## Problem
Copy the material below, substituting "Output the mask" for every occurrence of "Return the mask" and leaving everything else as it is.

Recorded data
——

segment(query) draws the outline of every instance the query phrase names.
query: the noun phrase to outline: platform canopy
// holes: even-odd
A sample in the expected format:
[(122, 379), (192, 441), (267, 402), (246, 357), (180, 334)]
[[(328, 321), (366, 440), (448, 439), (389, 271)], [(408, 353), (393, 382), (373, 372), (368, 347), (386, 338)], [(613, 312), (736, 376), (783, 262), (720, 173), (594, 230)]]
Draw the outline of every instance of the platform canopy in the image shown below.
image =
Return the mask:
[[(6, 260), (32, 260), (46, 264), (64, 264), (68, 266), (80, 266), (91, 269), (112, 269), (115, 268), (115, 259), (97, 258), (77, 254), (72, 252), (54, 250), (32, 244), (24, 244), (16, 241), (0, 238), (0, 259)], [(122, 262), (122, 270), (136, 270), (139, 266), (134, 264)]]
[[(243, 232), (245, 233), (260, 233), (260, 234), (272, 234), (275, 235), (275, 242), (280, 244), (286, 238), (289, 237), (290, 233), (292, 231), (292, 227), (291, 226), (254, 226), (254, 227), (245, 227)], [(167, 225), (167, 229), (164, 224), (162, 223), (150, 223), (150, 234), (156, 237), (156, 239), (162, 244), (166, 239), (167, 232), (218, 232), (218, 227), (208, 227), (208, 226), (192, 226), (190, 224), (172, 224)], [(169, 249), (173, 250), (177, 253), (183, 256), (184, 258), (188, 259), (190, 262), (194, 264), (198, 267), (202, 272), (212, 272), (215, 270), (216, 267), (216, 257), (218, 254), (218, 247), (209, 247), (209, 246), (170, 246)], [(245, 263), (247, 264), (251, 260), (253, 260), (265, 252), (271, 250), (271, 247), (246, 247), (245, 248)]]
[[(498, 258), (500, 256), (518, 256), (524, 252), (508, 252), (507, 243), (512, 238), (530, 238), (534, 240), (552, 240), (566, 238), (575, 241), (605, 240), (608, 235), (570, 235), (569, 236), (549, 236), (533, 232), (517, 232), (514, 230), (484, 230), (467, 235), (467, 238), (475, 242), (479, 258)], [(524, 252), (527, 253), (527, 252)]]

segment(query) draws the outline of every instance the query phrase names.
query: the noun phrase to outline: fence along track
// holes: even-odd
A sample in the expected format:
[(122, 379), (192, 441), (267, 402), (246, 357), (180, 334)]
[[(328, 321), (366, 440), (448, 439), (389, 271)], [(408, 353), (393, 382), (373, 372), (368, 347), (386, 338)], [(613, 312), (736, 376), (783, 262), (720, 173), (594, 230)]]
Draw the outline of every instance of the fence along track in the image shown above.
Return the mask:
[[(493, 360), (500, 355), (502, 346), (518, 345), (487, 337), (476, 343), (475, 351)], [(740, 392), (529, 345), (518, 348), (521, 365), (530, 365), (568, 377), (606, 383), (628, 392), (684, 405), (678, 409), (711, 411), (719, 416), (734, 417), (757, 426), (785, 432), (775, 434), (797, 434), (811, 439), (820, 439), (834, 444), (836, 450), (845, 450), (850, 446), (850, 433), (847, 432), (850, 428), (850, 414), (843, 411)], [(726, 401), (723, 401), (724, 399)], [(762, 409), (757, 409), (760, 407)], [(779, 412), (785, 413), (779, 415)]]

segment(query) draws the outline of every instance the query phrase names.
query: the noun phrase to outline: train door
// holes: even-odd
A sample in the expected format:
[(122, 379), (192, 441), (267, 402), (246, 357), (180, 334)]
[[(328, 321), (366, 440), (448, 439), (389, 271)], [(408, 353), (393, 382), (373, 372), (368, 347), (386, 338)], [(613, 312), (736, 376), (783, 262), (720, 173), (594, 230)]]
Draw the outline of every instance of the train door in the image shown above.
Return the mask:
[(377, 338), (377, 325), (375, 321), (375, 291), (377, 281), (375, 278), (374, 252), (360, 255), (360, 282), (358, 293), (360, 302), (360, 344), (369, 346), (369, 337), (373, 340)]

——

## Task result
segment(query) draws the outline of every instance the query phrase names.
query: the noun phrase to outline: platform canopy
// holes: even-odd
A sample in the expected format:
[(122, 379), (192, 441), (267, 402), (246, 357), (180, 334)]
[[(328, 321), (366, 440), (448, 439), (389, 271)], [(408, 353), (393, 382), (373, 372), (368, 347), (386, 338)], [(613, 312), (736, 376), (783, 262), (720, 173), (594, 230)]]
Draw the outline of every instance of the platform canopy in the image shown below.
image =
Output the mask:
[[(6, 260), (32, 260), (46, 264), (64, 264), (68, 266), (80, 266), (91, 269), (112, 269), (115, 268), (115, 259), (97, 258), (77, 254), (72, 252), (54, 250), (32, 244), (24, 244), (16, 241), (0, 238), (0, 259)], [(122, 262), (122, 270), (136, 270), (139, 266), (134, 264)]]
[[(243, 232), (245, 233), (260, 233), (260, 234), (272, 234), (275, 235), (275, 242), (280, 244), (286, 238), (289, 237), (290, 233), (292, 231), (292, 227), (291, 226), (254, 226), (254, 227), (245, 227)], [(167, 225), (167, 229), (164, 224), (162, 223), (150, 223), (150, 234), (156, 237), (156, 239), (162, 244), (166, 239), (167, 232), (218, 232), (218, 227), (208, 227), (208, 226), (192, 226), (190, 224), (172, 224)], [(169, 249), (173, 250), (177, 253), (183, 256), (184, 258), (188, 259), (190, 262), (194, 264), (198, 267), (202, 272), (212, 272), (215, 270), (216, 267), (216, 257), (218, 254), (218, 247), (209, 247), (209, 246), (170, 246)], [(245, 263), (247, 264), (251, 260), (253, 260), (265, 252), (271, 250), (271, 247), (246, 247), (245, 248)]]
[[(498, 258), (500, 256), (518, 256), (524, 252), (508, 252), (507, 243), (512, 238), (530, 238), (534, 240), (552, 240), (566, 238), (575, 241), (605, 240), (608, 235), (570, 235), (569, 236), (549, 236), (533, 232), (517, 232), (514, 230), (484, 230), (467, 235), (467, 238), (475, 242), (479, 258)], [(524, 252), (527, 253), (527, 252)]]

segment(query) draws the outline of every instance the query phrase names.
query: the noun phrase to outline: fence along track
// holes: even-odd
A sample in the expected format:
[(122, 379), (192, 441), (267, 402), (246, 357), (180, 334)]
[[(328, 321), (366, 440), (448, 439), (389, 271)], [(408, 353), (393, 382), (373, 372), (368, 347), (386, 338)], [(613, 312), (736, 376), (783, 262), (720, 173), (594, 230)]]
Draw the outline of every instance of the fence along track in the image shown above.
Output the mask:
[[(493, 360), (500, 355), (502, 346), (518, 345), (487, 337), (476, 343), (475, 351)], [(740, 392), (529, 345), (518, 348), (521, 365), (530, 365), (568, 377), (606, 383), (628, 392), (684, 405), (678, 409), (711, 411), (719, 416), (734, 417), (757, 426), (785, 432), (775, 434), (797, 434), (811, 439), (820, 439), (834, 444), (836, 450), (845, 450), (850, 446), (850, 433), (847, 432), (850, 428), (850, 414), (843, 411)], [(726, 401), (723, 401), (724, 399)], [(762, 409), (757, 409), (760, 407)], [(779, 412), (785, 413), (779, 415)]]

segment(query) draws the outline of every instance the query phrase names.
query: the noun phrase to outline: train door
// holes: even-odd
A sample in the expected format:
[(122, 379), (192, 441), (267, 402), (246, 357), (180, 334)]
[[(328, 321), (366, 440), (448, 439), (389, 271)], [(408, 353), (393, 382), (373, 372), (368, 347), (386, 338)], [(613, 312), (736, 376), (783, 262), (720, 173), (594, 230)]]
Draw the outline of every instance of the train door in the image shown above.
Output the mask:
[(377, 338), (377, 325), (375, 321), (375, 291), (377, 281), (375, 278), (374, 252), (360, 255), (360, 282), (358, 293), (360, 302), (360, 344), (369, 346), (369, 337), (373, 340)]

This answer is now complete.